EXERCISE DESCRIPTION: Among the lines below, a stretch begins at the one with "Target: rear quarter panel" and ends at the one with "Target: rear spoiler". Repeat that stretch exactly, ends included.

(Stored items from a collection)
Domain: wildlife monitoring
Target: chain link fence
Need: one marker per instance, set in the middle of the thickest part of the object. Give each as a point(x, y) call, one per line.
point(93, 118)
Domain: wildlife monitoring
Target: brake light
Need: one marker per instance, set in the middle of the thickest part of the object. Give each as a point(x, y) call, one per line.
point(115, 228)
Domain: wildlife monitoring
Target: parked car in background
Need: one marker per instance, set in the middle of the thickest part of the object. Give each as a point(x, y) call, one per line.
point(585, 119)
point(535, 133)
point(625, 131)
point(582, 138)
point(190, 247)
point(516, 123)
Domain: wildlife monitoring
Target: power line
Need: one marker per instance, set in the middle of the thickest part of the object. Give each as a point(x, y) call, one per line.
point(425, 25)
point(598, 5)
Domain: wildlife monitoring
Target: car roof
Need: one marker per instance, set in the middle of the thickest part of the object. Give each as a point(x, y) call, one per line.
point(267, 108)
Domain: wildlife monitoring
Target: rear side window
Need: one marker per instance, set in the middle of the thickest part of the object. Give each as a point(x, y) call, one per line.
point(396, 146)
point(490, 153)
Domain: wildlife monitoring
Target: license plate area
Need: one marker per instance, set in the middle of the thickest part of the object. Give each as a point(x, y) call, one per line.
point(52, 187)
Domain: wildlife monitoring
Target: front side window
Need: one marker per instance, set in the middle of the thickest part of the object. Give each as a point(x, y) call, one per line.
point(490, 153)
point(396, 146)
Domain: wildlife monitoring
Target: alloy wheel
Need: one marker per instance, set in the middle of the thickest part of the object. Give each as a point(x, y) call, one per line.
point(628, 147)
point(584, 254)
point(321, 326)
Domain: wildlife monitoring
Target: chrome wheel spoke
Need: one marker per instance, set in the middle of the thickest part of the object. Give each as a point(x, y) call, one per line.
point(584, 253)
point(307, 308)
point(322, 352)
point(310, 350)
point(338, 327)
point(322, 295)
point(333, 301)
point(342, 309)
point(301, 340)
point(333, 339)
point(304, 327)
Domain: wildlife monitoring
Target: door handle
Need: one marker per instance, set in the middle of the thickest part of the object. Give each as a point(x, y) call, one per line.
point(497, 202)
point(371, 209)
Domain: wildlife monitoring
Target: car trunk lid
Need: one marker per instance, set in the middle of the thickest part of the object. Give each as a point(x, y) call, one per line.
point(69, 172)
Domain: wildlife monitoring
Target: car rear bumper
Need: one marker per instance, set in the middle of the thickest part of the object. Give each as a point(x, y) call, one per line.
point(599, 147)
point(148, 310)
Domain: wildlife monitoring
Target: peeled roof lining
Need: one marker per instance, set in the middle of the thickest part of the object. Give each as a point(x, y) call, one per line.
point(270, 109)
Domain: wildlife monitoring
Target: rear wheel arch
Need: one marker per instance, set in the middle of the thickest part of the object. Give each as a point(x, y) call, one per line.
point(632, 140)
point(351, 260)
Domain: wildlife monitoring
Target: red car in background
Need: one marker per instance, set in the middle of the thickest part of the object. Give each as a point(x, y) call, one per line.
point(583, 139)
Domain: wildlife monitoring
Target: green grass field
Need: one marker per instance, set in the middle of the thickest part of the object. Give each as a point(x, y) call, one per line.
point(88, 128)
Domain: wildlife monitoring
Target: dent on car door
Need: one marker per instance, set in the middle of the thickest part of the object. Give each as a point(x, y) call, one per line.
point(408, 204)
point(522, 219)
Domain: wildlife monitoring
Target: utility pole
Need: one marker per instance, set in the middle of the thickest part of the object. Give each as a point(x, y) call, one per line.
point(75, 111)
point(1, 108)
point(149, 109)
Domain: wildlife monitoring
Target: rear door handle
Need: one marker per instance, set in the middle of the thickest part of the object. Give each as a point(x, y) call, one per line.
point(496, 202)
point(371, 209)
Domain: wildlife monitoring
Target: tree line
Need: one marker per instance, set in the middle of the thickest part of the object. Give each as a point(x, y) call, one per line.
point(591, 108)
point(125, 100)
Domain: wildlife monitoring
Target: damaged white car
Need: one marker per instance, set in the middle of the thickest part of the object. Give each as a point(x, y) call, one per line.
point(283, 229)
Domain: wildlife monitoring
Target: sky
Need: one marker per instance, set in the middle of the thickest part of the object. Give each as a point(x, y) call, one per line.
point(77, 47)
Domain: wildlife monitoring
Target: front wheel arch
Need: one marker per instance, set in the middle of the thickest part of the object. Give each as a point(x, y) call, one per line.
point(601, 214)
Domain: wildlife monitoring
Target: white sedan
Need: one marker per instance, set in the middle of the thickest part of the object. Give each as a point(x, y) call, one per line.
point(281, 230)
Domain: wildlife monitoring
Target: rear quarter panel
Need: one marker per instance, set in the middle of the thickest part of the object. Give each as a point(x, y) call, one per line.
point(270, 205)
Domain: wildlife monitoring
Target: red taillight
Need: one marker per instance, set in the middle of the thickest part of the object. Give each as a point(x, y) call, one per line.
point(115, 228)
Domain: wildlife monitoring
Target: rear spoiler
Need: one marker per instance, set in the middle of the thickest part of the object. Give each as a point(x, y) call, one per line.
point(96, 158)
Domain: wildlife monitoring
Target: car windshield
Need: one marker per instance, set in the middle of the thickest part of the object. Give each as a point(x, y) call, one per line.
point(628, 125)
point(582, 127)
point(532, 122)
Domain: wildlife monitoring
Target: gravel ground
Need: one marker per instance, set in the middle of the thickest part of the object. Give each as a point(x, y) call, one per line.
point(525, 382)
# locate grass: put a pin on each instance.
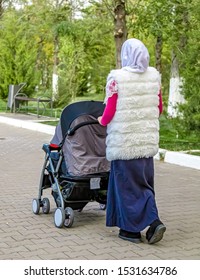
(173, 136)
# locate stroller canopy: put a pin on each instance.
(85, 150)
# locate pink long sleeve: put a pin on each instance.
(109, 110)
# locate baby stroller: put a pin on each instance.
(75, 166)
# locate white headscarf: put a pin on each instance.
(134, 56)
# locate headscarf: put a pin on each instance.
(134, 56)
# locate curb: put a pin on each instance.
(48, 129)
(177, 158)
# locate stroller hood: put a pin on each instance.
(84, 151)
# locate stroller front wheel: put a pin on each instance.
(36, 206)
(45, 205)
(69, 218)
(59, 217)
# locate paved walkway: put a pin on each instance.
(24, 235)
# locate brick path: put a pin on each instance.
(24, 235)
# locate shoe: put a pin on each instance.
(155, 232)
(134, 237)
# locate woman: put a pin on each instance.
(132, 118)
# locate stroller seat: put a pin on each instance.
(75, 166)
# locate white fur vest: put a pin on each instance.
(134, 131)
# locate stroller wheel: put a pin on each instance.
(69, 217)
(102, 206)
(59, 217)
(36, 206)
(45, 205)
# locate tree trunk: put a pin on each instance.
(159, 44)
(175, 88)
(120, 33)
(55, 66)
(176, 82)
(1, 8)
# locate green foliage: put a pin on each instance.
(174, 135)
(17, 55)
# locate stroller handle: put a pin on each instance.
(72, 130)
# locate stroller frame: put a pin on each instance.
(51, 177)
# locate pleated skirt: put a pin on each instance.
(131, 204)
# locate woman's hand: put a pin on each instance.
(99, 119)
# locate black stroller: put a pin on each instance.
(75, 166)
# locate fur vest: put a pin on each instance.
(134, 130)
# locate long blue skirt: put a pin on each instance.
(131, 204)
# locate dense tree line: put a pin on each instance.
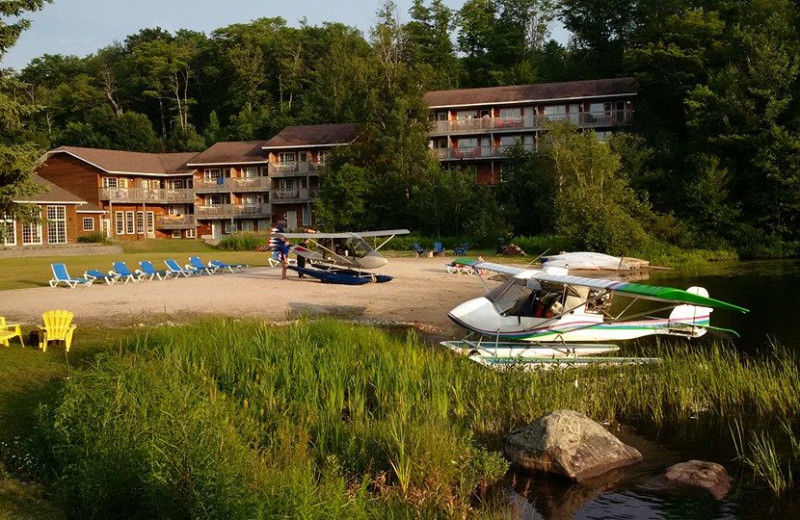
(713, 158)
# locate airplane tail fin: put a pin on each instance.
(691, 320)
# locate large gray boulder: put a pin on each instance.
(570, 444)
(694, 476)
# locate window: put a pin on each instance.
(555, 112)
(32, 233)
(10, 226)
(56, 224)
(286, 157)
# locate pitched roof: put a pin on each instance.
(232, 152)
(119, 161)
(313, 135)
(531, 93)
(51, 193)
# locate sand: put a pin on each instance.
(421, 293)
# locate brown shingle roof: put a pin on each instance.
(536, 93)
(118, 161)
(51, 193)
(232, 152)
(313, 135)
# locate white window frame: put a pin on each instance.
(56, 224)
(33, 230)
(11, 231)
(287, 157)
(211, 174)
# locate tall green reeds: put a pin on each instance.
(316, 418)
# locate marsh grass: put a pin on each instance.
(330, 419)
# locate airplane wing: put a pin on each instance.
(362, 234)
(645, 292)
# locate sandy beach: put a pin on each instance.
(421, 293)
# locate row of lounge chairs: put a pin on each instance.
(146, 271)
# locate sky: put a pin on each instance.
(81, 27)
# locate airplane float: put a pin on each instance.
(546, 313)
(342, 258)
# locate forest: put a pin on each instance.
(712, 159)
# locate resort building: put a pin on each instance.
(296, 155)
(231, 189)
(63, 217)
(133, 195)
(252, 185)
(474, 128)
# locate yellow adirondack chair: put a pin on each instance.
(8, 331)
(57, 326)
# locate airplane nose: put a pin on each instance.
(470, 311)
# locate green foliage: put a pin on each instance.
(241, 242)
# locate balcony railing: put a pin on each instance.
(295, 168)
(145, 195)
(476, 152)
(232, 184)
(511, 124)
(287, 196)
(175, 222)
(233, 211)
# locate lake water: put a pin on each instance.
(769, 290)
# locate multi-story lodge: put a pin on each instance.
(231, 189)
(252, 185)
(141, 195)
(475, 127)
(296, 156)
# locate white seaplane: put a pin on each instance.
(343, 258)
(545, 313)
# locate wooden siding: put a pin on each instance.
(73, 175)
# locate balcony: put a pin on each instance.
(175, 222)
(232, 185)
(477, 152)
(146, 195)
(515, 124)
(290, 196)
(233, 211)
(295, 169)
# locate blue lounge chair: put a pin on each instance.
(196, 263)
(125, 274)
(96, 275)
(150, 272)
(175, 268)
(60, 275)
(219, 264)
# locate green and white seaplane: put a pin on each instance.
(543, 316)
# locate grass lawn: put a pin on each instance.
(24, 273)
(30, 378)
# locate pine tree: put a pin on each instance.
(17, 159)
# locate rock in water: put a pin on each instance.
(694, 476)
(570, 444)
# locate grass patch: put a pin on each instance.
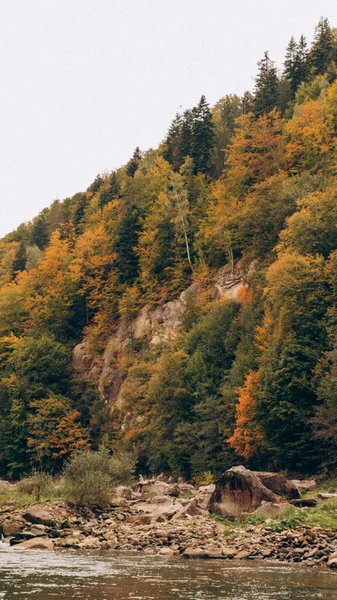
(23, 494)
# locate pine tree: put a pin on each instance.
(266, 87)
(110, 192)
(19, 261)
(96, 184)
(290, 65)
(203, 136)
(186, 141)
(323, 51)
(133, 163)
(172, 152)
(39, 232)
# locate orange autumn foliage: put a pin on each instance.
(248, 436)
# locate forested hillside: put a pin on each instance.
(247, 189)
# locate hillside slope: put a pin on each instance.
(185, 305)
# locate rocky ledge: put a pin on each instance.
(173, 519)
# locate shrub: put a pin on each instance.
(204, 478)
(291, 518)
(90, 477)
(38, 483)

REPLY TO THE EXERCISE:
Target: rear quarter panel
Need: one marker per instance, set in the middle of the thickest part of the object. Give each as a point(x, y) call, one per line.
point(270, 205)
Domain: wildlife monitoring
Target: red taillight
Need: one marker per instance, set in the middle of the thickest part of the object. Give each as a point(x, y) call, one per line.
point(115, 228)
Domain: wildlife monitoring
Target: rear spoiler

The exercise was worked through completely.